- _SUPPLIED RECORDS_
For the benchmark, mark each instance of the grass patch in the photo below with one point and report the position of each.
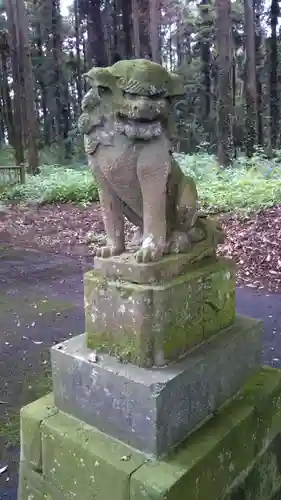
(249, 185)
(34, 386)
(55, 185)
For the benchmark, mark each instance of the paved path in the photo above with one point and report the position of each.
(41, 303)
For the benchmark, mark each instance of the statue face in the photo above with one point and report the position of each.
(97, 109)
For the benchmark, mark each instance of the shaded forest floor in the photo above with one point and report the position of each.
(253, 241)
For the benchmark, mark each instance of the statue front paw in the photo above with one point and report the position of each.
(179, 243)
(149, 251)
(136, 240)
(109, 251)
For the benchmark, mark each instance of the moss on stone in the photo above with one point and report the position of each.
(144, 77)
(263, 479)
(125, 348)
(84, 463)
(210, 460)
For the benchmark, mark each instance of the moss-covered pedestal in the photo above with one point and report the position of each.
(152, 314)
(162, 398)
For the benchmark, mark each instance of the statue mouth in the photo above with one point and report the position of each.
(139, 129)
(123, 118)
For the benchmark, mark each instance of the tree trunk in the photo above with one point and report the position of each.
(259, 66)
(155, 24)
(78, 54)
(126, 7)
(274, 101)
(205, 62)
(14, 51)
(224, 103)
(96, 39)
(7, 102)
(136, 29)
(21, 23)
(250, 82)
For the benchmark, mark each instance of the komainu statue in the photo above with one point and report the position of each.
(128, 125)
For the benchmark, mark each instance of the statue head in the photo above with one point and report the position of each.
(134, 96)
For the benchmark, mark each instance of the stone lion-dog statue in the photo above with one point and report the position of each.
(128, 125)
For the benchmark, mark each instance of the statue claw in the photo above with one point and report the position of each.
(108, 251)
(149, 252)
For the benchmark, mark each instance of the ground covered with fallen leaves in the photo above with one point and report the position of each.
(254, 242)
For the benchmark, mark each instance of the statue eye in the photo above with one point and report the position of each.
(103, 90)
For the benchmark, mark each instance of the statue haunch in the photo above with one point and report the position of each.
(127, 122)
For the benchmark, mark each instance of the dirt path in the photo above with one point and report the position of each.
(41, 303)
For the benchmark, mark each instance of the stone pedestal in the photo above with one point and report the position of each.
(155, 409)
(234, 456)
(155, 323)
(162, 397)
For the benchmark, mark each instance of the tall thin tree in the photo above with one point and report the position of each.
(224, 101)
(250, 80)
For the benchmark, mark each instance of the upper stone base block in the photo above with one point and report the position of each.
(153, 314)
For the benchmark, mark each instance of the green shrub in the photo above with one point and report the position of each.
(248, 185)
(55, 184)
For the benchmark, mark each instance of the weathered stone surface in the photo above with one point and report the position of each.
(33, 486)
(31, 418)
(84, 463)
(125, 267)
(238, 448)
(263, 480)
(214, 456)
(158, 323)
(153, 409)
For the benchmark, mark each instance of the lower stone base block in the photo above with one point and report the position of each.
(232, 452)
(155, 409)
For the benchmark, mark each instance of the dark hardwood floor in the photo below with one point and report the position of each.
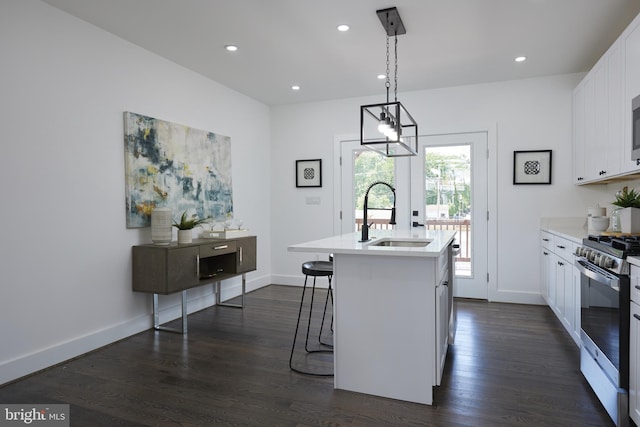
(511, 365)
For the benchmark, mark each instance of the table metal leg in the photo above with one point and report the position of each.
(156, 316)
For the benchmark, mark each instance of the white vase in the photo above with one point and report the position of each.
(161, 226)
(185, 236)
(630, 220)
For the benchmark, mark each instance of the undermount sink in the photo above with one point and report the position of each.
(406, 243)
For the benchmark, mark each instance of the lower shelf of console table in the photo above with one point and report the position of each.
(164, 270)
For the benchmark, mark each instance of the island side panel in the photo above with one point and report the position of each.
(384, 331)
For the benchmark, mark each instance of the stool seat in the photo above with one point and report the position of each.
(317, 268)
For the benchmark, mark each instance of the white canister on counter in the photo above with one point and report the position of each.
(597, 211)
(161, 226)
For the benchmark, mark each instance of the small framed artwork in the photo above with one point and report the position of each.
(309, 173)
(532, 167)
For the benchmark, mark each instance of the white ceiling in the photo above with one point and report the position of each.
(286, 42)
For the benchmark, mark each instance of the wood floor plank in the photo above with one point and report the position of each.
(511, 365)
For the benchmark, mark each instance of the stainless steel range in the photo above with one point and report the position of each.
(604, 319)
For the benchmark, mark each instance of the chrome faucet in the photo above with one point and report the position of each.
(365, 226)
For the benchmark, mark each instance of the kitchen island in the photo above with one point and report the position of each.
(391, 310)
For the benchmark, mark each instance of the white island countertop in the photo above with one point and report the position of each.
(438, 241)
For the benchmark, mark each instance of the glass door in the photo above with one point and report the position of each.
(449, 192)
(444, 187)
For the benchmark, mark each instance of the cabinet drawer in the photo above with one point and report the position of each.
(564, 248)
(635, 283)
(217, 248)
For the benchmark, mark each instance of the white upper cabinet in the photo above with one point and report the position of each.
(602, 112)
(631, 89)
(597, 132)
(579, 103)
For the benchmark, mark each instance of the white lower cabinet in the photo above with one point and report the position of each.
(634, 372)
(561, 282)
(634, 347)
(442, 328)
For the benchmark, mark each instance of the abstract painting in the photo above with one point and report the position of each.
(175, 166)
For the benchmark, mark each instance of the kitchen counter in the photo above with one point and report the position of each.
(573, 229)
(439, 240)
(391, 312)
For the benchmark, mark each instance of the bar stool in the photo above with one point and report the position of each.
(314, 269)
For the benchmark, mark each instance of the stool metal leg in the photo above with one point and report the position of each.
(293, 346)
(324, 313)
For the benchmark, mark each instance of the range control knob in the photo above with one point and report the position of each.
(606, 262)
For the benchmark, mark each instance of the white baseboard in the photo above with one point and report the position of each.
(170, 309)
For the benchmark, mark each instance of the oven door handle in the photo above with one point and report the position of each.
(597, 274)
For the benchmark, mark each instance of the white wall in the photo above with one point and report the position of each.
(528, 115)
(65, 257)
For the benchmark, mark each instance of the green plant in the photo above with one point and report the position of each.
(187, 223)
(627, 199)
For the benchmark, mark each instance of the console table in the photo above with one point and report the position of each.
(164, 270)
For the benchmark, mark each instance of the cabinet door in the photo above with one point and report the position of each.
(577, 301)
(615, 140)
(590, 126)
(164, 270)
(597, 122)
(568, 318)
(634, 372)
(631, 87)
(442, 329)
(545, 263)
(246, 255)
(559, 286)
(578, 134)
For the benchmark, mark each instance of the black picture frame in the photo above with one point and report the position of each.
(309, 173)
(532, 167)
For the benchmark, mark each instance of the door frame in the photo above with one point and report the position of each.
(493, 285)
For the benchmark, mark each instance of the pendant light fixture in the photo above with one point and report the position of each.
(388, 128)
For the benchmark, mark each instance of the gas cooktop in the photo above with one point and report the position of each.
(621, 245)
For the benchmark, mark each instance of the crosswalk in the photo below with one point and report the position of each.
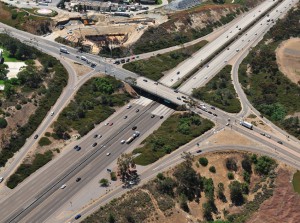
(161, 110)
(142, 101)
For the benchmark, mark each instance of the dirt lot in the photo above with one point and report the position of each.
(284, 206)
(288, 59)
* * *
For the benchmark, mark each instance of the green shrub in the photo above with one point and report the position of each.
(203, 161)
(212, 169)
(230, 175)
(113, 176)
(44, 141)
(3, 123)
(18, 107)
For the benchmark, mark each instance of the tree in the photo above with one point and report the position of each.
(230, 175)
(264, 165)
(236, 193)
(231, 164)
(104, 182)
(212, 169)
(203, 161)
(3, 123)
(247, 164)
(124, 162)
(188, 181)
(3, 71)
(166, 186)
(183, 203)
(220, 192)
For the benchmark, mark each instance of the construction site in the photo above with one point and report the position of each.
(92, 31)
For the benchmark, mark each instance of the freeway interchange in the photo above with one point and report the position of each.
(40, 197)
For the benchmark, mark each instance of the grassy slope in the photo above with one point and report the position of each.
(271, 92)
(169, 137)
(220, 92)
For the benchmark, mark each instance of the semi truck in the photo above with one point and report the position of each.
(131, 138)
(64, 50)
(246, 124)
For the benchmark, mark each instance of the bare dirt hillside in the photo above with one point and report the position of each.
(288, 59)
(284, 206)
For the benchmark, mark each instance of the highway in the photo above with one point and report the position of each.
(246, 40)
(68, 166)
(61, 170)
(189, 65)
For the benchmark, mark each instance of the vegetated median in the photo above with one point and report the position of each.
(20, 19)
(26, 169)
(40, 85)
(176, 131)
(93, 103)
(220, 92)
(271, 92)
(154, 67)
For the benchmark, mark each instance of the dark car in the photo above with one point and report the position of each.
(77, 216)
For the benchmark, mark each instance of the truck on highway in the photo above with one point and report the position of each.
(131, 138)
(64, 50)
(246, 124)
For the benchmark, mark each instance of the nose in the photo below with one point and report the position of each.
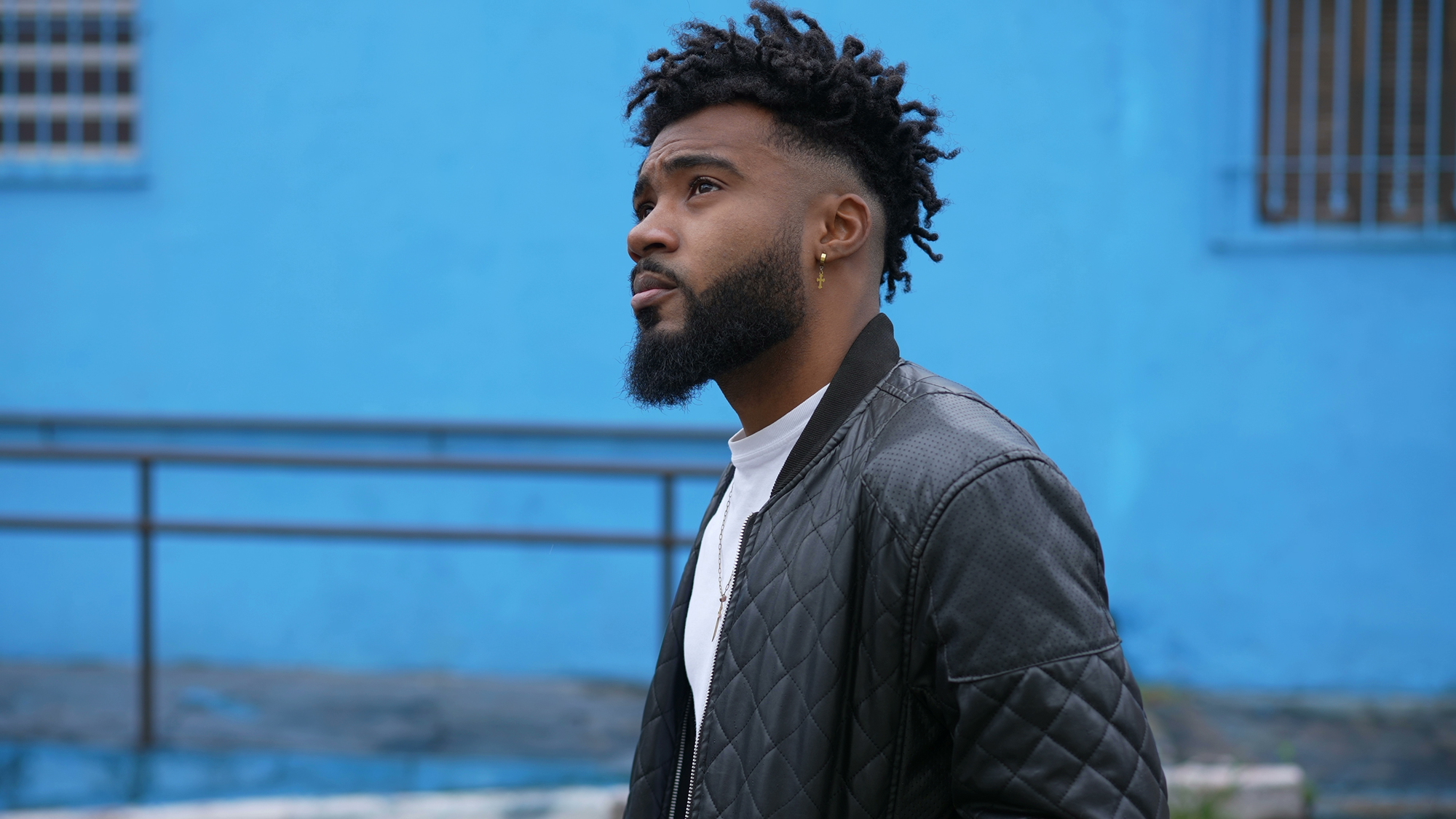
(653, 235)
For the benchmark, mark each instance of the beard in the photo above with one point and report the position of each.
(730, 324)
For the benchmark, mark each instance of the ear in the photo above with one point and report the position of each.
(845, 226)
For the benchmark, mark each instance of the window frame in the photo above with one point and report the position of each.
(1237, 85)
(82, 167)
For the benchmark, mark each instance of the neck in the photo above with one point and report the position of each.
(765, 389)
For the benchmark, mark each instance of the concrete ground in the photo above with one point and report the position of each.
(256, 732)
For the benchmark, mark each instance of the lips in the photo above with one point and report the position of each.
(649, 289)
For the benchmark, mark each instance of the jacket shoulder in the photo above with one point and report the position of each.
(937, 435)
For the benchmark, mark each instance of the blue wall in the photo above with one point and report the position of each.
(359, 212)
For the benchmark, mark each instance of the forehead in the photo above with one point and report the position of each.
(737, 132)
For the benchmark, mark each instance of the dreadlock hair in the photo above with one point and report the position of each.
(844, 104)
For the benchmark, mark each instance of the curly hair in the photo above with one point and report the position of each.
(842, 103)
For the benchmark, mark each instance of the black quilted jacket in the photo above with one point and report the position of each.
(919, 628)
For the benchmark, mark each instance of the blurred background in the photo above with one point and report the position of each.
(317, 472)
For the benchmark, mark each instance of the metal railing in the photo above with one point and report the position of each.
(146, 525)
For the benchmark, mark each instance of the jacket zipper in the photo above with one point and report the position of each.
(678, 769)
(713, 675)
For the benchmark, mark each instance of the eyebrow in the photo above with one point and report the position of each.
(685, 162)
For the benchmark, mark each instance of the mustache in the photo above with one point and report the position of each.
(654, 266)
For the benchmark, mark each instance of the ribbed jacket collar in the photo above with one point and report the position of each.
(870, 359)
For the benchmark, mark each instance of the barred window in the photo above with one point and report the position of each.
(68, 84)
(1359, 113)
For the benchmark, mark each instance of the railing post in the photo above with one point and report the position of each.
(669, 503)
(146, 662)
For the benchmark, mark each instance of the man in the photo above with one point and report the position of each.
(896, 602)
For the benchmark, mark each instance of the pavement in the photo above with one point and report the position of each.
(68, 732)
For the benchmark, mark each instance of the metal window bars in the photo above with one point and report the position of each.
---
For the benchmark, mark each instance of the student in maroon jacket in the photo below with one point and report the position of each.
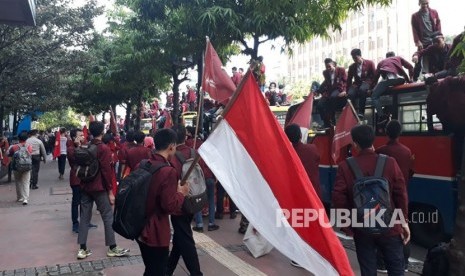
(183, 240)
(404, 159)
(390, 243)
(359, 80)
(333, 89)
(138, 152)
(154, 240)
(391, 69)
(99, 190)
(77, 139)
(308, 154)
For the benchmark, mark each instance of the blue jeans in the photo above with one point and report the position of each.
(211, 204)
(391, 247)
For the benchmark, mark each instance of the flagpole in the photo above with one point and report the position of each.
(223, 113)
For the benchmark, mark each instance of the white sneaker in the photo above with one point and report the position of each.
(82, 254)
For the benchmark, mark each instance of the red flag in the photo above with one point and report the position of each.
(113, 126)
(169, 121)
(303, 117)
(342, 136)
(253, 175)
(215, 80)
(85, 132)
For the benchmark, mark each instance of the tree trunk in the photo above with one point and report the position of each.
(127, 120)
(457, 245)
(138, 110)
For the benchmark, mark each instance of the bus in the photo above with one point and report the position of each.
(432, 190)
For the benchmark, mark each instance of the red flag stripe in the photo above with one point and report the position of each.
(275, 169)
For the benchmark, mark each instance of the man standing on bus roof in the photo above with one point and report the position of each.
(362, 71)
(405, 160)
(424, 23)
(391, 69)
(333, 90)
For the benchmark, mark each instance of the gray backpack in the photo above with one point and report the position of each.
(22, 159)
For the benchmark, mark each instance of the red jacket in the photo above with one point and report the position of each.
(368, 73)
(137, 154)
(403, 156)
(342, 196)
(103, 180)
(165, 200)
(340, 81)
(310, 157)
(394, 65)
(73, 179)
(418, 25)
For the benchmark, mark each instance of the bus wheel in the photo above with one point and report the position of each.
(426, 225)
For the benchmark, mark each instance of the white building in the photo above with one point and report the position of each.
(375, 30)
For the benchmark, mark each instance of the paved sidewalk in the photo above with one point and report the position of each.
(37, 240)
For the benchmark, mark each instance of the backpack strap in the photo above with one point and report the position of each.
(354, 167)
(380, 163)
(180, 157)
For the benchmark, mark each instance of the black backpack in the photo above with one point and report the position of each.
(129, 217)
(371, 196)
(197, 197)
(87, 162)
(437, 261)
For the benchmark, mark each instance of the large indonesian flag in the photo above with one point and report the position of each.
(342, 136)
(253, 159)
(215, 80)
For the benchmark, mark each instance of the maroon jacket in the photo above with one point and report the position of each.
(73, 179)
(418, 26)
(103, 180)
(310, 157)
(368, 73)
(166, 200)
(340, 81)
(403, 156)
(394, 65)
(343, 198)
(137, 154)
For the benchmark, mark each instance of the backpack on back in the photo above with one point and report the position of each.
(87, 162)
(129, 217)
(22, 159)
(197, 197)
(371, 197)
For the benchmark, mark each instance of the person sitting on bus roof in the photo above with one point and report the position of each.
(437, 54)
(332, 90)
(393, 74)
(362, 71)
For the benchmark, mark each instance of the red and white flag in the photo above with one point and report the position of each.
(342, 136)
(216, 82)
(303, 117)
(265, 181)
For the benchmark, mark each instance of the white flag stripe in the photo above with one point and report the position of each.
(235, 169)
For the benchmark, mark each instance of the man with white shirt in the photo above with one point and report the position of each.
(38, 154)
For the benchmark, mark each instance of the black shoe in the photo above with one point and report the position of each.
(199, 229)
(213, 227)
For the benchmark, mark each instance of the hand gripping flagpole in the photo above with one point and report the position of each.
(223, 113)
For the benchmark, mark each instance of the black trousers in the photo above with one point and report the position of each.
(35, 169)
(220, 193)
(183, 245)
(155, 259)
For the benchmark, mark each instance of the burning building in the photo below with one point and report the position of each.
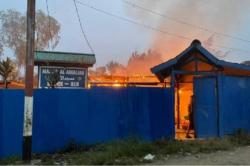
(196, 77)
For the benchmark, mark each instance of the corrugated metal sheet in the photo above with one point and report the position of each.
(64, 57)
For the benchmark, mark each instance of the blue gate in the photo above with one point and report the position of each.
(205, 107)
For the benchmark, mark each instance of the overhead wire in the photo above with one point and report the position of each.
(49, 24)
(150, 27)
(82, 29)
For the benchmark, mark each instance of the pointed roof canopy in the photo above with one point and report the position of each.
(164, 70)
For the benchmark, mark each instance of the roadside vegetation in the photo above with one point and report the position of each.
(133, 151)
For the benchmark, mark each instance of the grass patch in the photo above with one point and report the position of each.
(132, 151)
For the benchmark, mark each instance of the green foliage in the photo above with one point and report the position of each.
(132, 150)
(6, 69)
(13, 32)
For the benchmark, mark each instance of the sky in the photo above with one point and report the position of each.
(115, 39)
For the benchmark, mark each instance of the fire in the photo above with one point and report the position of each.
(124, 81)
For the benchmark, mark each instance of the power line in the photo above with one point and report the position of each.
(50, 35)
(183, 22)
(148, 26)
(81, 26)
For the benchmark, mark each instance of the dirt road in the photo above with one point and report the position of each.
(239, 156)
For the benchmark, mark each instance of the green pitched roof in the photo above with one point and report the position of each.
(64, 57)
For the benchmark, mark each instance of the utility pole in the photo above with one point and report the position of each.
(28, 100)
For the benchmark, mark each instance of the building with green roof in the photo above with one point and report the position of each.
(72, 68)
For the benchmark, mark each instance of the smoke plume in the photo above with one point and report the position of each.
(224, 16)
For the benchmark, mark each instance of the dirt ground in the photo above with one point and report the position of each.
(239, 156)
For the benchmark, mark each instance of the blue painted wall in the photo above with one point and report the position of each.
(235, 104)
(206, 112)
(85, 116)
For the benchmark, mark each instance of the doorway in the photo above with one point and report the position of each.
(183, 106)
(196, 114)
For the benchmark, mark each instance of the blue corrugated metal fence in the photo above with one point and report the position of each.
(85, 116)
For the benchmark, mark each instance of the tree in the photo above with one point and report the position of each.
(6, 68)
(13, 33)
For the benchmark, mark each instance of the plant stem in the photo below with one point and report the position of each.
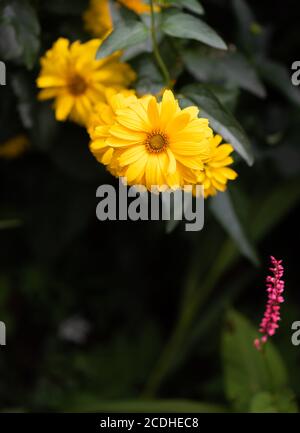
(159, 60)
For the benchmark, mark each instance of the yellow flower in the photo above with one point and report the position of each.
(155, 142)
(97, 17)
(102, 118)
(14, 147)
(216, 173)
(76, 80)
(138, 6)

- _INSTRUCTIONS FOR THE TASK_
Pull out, word for word, the lines from the one containing "For the benchmark, mark each instance of the eyebrow" up to and including the one containing "For the benchmark, mark each instance of the metal window".

- _EXERCISE RESULT_
For the benchmark, mark each instance of the eyebrow in the photo above with one point and report the position of each.
(685, 162)
For the benchmark, mark each instance of the mustache in the photo above with one point and report the position of each.
(654, 266)
For the benchmark, mark each instance of the ribbed jacket collar in the photo above with one point and report the position of each.
(870, 359)
For the benchmark, mark each instance of the barred window in the photo above with one point and report the position of each.
(68, 84)
(1359, 113)
For the benchmark, mark each instance of the railing post in the photo above with one point and report the position of each.
(669, 503)
(146, 662)
For the benchmark, mark each instance of the man in the photo above with one point and report the position of each.
(896, 602)
For the benchmark, mark each instance of the pavement in the photo above with one point and report the position of each.
(68, 732)
For the benchmark, mark each instance of the metal window bars in the photo above with one point and report the position of each.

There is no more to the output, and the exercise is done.